◆ **EXERCISE OBJECTIVE**: Print exactly, and only, the lines running from the line containing "Task: point out the scattered" through the end of the records below.

---*---

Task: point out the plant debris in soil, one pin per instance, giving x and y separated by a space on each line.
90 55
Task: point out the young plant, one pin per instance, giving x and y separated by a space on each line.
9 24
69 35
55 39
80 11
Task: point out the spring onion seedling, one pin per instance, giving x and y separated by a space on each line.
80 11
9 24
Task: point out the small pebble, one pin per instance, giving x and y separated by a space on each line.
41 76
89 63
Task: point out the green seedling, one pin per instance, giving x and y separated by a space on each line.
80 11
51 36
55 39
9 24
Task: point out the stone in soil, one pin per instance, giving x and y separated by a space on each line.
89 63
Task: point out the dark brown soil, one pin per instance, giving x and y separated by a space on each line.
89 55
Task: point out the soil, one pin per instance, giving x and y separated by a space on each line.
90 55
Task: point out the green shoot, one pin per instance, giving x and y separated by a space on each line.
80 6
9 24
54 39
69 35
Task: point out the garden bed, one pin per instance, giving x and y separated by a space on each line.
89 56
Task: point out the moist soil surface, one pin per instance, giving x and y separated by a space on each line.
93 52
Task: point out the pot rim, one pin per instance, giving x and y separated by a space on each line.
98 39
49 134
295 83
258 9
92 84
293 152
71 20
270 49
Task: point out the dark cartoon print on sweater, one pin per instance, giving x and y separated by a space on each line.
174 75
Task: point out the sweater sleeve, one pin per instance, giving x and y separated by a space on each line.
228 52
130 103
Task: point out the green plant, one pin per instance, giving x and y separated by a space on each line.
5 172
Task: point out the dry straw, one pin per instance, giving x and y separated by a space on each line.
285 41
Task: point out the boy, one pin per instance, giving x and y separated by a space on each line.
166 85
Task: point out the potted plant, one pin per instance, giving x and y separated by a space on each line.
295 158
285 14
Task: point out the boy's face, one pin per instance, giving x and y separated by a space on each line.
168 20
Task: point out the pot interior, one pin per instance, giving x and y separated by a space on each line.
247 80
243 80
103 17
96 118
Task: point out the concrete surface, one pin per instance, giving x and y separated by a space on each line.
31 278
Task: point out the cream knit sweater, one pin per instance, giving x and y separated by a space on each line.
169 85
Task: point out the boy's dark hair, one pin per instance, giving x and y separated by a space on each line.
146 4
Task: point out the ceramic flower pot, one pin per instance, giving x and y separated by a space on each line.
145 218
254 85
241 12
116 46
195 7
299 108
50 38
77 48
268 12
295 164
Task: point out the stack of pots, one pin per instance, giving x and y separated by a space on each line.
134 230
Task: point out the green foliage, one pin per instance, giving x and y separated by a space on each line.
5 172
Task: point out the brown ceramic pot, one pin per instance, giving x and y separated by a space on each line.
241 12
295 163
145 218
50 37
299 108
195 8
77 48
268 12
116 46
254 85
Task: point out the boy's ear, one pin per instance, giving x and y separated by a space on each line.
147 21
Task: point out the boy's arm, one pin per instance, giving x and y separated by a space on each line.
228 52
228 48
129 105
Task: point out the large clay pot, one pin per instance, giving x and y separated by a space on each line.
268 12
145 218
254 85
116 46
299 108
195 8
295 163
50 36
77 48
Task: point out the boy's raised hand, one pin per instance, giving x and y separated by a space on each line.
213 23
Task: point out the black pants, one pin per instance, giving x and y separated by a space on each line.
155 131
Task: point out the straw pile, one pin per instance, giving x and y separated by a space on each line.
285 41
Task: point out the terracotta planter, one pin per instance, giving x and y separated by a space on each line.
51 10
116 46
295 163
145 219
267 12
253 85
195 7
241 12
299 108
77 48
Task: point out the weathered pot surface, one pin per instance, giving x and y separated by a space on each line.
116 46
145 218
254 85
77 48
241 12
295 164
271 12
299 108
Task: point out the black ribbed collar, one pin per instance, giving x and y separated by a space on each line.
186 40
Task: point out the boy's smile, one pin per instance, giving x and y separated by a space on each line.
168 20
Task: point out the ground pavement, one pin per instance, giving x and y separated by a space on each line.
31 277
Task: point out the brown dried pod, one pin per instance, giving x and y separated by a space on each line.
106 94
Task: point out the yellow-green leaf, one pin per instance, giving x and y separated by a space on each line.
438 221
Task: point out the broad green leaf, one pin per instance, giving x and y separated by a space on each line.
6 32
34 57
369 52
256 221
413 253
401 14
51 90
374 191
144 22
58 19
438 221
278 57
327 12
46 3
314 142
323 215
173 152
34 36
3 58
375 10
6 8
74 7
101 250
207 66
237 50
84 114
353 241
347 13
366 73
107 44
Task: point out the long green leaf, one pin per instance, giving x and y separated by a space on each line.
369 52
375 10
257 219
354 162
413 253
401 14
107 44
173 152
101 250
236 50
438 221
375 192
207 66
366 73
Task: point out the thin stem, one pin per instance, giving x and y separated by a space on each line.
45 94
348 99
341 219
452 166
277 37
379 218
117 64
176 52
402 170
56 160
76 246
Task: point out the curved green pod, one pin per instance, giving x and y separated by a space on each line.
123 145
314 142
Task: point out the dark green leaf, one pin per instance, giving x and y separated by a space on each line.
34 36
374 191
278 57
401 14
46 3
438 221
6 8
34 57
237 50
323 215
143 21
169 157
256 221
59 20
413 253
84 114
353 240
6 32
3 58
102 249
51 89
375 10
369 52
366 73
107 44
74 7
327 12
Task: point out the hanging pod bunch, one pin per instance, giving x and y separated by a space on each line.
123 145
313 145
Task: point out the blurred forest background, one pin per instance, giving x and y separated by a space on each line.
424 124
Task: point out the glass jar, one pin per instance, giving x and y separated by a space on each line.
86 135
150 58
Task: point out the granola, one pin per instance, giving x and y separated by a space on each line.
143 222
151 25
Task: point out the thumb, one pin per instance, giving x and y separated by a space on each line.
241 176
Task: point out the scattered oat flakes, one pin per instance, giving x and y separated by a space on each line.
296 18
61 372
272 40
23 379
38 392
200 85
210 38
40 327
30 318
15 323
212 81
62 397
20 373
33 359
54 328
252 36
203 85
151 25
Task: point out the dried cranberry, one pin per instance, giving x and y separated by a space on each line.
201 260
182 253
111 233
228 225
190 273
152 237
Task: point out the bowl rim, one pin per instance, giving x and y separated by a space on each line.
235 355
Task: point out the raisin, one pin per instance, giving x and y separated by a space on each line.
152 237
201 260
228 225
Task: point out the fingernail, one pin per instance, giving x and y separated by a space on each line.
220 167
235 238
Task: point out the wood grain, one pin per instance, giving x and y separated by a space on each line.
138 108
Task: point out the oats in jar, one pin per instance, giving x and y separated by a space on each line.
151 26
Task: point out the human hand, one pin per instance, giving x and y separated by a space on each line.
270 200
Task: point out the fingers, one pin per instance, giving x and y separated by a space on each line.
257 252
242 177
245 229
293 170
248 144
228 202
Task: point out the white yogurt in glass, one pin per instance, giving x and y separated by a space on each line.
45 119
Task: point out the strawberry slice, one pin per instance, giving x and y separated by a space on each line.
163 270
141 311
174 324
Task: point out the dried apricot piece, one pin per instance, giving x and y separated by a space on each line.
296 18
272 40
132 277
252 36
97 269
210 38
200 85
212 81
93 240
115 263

---*---

◆ **CORRECT OUTPUT**:
Task: point out the scattered oat flakes, one pin per instance, giving x and y separated by a space on each line.
296 18
61 372
272 40
23 379
38 392
200 85
210 38
40 327
30 318
15 323
212 81
62 397
20 373
33 359
54 328
252 36
203 85
151 25
Task: point out the dried cranberry, one pin per instance, giving x and y separated by a space on each line.
201 260
182 253
111 233
228 225
190 273
152 237
Task: point out the bowl rim, one pin per instance, giving x and y separated by a space on each line.
235 355
Task: point out the raisin, one pin per instance, giving x and y separated by a space on each line.
152 237
201 260
228 225
Task: point out the fingernail, one pin per instance, giving x and y separated by a space on each line.
220 167
235 238
Task: point out the wood grain, one pin per instance, giving x and y separated by a space on each line.
138 108
Task: point out the oats in jar, one pin per instance, giving x and y separated by a space on each line.
151 26
Task: point out the human hand, one pin per instance, giving x and y separated by a space on each line.
270 200
Task: point out the fingers, one pin per instance, giving x and y separated by a space on each line.
257 252
242 177
245 229
293 170
248 144
228 202
Task: point out the white yogurt in glass, one pin per instance, giving x and y separated by a space on each line.
45 119
Task: point out the strawberry slice, one pin per instance, giving x and y separated by a space on each line.
163 270
141 311
174 324
Task: point out the dried apricot piece, one pin per instance, giving x and y separated by a space on each line.
296 18
272 40
132 277
252 36
97 269
210 38
200 85
212 81
93 240
115 263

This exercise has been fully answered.